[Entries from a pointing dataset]
+--

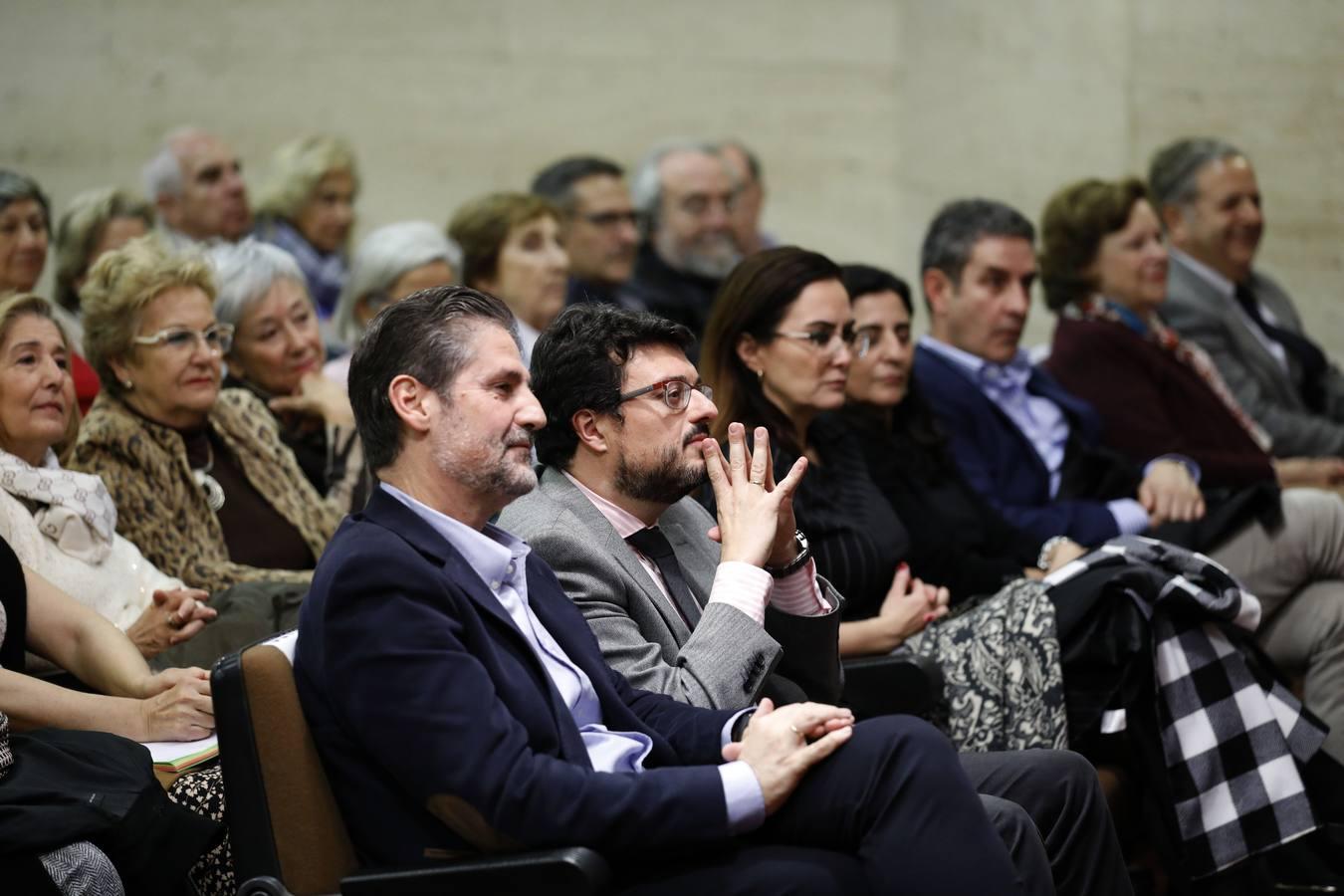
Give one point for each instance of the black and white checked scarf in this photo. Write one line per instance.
(1232, 735)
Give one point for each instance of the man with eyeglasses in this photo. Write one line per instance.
(713, 625)
(721, 612)
(597, 227)
(427, 625)
(684, 195)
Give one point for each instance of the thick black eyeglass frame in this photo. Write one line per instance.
(707, 391)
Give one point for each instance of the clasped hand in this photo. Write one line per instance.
(171, 618)
(176, 706)
(1170, 493)
(756, 514)
(782, 745)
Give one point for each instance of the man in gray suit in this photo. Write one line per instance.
(615, 465)
(1210, 204)
(740, 611)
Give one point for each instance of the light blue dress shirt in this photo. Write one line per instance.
(1040, 419)
(500, 559)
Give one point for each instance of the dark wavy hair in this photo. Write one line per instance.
(752, 303)
(911, 419)
(578, 362)
(1071, 229)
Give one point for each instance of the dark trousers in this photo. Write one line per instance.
(1048, 808)
(891, 811)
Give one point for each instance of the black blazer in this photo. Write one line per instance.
(418, 688)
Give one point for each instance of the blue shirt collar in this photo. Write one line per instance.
(1012, 375)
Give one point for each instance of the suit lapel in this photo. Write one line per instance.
(563, 492)
(1250, 349)
(686, 550)
(395, 516)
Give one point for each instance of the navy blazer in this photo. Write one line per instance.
(1003, 465)
(421, 692)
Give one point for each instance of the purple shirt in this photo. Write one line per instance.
(500, 559)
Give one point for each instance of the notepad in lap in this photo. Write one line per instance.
(180, 755)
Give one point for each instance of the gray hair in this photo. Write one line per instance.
(245, 273)
(161, 175)
(647, 181)
(1175, 168)
(15, 187)
(960, 225)
(296, 169)
(429, 336)
(80, 230)
(382, 258)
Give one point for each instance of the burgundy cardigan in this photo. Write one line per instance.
(1151, 403)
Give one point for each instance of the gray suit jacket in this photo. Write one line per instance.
(1198, 312)
(726, 661)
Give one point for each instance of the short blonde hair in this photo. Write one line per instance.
(16, 305)
(481, 226)
(80, 230)
(121, 285)
(295, 171)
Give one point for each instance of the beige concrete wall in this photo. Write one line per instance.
(867, 113)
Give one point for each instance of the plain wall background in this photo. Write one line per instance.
(867, 114)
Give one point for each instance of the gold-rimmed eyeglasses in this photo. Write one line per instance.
(676, 394)
(217, 338)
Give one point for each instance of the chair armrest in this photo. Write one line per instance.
(572, 871)
(899, 681)
(262, 887)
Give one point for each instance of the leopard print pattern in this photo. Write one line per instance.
(163, 511)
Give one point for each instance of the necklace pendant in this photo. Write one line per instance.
(214, 492)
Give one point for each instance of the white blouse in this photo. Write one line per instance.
(118, 588)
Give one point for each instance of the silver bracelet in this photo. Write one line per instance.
(1047, 551)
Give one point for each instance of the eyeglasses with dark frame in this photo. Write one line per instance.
(822, 338)
(217, 338)
(676, 392)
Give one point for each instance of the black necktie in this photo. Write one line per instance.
(1308, 356)
(656, 547)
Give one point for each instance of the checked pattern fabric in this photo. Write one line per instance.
(1232, 735)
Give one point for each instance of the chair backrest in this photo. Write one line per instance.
(283, 817)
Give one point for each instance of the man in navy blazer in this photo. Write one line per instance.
(1024, 442)
(460, 702)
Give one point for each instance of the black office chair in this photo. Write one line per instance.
(901, 681)
(287, 830)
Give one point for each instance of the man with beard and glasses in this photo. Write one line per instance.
(429, 626)
(718, 612)
(621, 452)
(684, 195)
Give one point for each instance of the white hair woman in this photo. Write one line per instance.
(390, 264)
(96, 222)
(277, 353)
(308, 210)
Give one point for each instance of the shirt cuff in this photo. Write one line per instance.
(798, 592)
(742, 796)
(1180, 458)
(1129, 515)
(744, 587)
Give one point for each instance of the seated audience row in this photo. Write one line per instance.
(987, 476)
(523, 727)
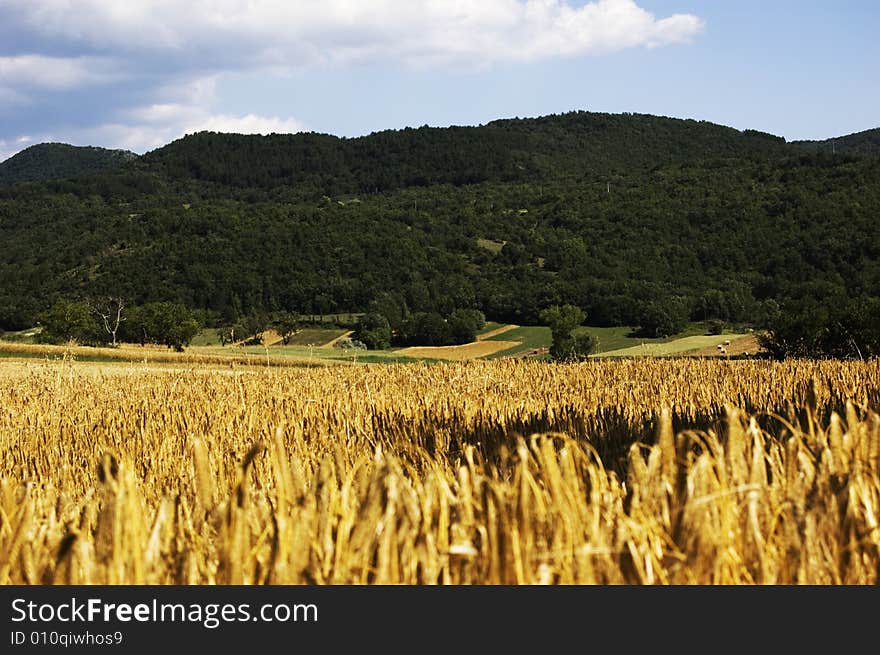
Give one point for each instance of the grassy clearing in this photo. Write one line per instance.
(672, 347)
(527, 337)
(462, 352)
(314, 336)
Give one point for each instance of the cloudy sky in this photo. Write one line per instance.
(137, 74)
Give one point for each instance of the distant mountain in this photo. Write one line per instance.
(57, 161)
(572, 144)
(859, 143)
(639, 220)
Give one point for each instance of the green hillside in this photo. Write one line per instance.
(57, 161)
(639, 220)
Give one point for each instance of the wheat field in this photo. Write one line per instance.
(508, 472)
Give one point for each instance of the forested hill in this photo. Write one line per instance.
(860, 143)
(567, 145)
(638, 220)
(56, 161)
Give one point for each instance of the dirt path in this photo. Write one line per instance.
(333, 342)
(496, 331)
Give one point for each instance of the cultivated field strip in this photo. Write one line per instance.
(508, 472)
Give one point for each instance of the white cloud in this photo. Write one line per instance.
(151, 127)
(159, 60)
(56, 73)
(249, 33)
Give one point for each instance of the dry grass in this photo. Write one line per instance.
(618, 472)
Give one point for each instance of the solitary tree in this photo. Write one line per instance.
(286, 324)
(562, 321)
(110, 313)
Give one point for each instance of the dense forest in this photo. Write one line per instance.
(637, 220)
(58, 161)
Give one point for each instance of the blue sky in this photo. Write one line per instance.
(140, 73)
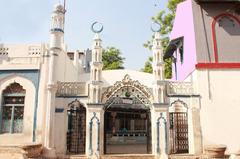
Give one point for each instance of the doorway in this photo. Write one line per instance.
(127, 129)
(76, 133)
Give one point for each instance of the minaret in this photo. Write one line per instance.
(96, 70)
(158, 70)
(55, 48)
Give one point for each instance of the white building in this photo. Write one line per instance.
(63, 102)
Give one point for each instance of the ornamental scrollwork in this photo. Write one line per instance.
(127, 89)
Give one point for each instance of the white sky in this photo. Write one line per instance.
(126, 24)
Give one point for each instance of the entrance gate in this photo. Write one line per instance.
(76, 134)
(127, 119)
(179, 132)
(127, 131)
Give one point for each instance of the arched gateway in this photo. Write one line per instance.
(127, 118)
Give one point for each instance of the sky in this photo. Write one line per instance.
(126, 24)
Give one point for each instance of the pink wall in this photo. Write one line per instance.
(184, 27)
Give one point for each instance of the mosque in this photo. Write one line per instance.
(57, 103)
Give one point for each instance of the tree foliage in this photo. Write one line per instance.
(112, 59)
(165, 18)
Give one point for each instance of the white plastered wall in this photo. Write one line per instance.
(29, 105)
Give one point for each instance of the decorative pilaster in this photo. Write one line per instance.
(96, 68)
(55, 47)
(158, 70)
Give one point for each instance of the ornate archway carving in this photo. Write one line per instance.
(126, 89)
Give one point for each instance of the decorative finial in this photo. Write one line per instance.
(97, 27)
(155, 27)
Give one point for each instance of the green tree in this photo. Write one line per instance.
(165, 18)
(112, 59)
(148, 66)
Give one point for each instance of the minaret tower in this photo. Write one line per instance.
(55, 49)
(158, 69)
(96, 67)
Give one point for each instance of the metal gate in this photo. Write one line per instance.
(76, 134)
(178, 132)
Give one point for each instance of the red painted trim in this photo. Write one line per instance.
(217, 65)
(214, 31)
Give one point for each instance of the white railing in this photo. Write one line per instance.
(72, 89)
(20, 60)
(180, 88)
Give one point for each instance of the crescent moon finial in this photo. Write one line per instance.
(155, 27)
(94, 29)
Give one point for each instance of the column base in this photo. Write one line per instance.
(49, 153)
(161, 156)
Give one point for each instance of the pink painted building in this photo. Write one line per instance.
(205, 46)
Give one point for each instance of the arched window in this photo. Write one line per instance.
(13, 109)
(225, 34)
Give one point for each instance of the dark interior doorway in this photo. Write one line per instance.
(127, 129)
(179, 132)
(76, 134)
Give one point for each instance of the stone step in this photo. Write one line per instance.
(128, 156)
(76, 157)
(188, 156)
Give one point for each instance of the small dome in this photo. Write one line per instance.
(58, 8)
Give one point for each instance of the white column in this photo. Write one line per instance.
(96, 71)
(56, 46)
(158, 70)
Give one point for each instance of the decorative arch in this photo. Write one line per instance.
(29, 106)
(127, 88)
(215, 19)
(76, 104)
(178, 106)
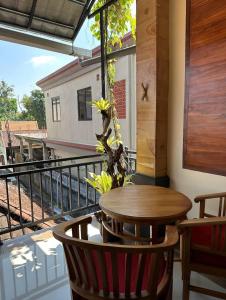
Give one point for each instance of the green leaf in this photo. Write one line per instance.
(102, 183)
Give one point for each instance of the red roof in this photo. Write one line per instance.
(15, 141)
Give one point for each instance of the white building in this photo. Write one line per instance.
(71, 121)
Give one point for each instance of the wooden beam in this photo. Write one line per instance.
(152, 86)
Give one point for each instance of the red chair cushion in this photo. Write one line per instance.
(202, 236)
(121, 261)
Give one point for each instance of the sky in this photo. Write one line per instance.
(22, 66)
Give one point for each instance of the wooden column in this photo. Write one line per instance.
(152, 56)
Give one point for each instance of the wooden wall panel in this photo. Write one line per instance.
(152, 63)
(205, 103)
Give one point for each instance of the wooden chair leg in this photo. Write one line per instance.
(76, 296)
(170, 294)
(186, 283)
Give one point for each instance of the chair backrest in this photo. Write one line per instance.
(218, 198)
(105, 271)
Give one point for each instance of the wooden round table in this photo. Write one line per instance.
(144, 204)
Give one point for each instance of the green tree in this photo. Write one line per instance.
(34, 108)
(118, 20)
(8, 103)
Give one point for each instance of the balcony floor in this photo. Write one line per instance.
(33, 267)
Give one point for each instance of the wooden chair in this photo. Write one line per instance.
(113, 271)
(204, 245)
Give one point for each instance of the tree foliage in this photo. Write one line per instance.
(118, 20)
(34, 107)
(8, 103)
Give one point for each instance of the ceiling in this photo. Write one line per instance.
(58, 20)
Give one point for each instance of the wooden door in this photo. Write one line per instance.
(205, 104)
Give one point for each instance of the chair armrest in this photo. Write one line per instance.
(202, 222)
(60, 229)
(209, 196)
(171, 236)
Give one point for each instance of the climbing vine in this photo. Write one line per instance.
(118, 20)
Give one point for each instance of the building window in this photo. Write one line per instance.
(56, 109)
(84, 104)
(120, 98)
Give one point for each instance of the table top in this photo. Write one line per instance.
(145, 203)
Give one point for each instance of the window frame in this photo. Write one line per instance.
(78, 104)
(55, 104)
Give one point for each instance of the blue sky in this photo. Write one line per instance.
(22, 66)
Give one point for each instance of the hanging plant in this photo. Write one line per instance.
(109, 142)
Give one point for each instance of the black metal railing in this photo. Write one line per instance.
(34, 194)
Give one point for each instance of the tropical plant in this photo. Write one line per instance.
(110, 141)
(34, 107)
(8, 103)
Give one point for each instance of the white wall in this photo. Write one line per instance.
(191, 183)
(83, 132)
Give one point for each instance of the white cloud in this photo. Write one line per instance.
(41, 60)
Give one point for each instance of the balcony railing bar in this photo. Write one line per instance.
(70, 190)
(25, 164)
(39, 162)
(8, 207)
(19, 196)
(15, 174)
(61, 192)
(78, 178)
(41, 194)
(51, 189)
(55, 217)
(53, 194)
(31, 197)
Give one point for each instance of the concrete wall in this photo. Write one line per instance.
(69, 129)
(191, 183)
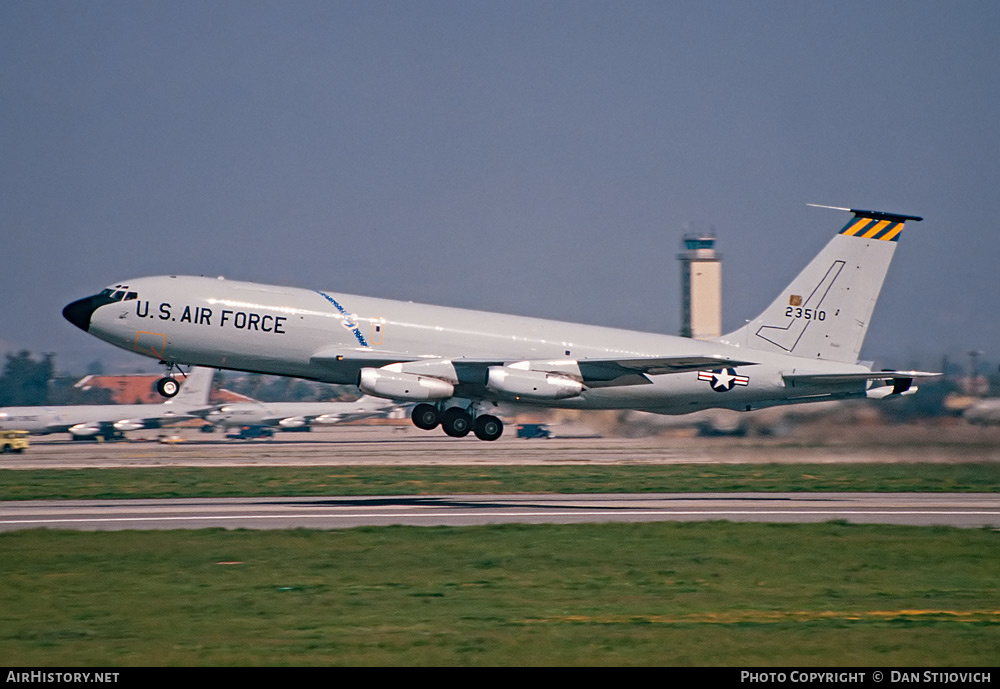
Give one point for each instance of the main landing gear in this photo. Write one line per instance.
(457, 422)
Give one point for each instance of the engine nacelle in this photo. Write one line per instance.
(293, 422)
(84, 430)
(533, 384)
(403, 386)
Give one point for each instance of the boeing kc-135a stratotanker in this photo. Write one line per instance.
(463, 366)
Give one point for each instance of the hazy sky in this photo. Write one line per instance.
(538, 158)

+--

- [PROBLEM REQUIREMENTS]:
Starting with the line that contains "Give one point for each instance of the hazy" and going on through the end of the listing, express those lines as a JSON list of strings, one string per line, with blank lines left out.

- [RESULT OF THIS TASK]:
[
  "Give one point for each instance of the hazy sky in this photo. Write one line per instance.",
  "(538, 158)"
]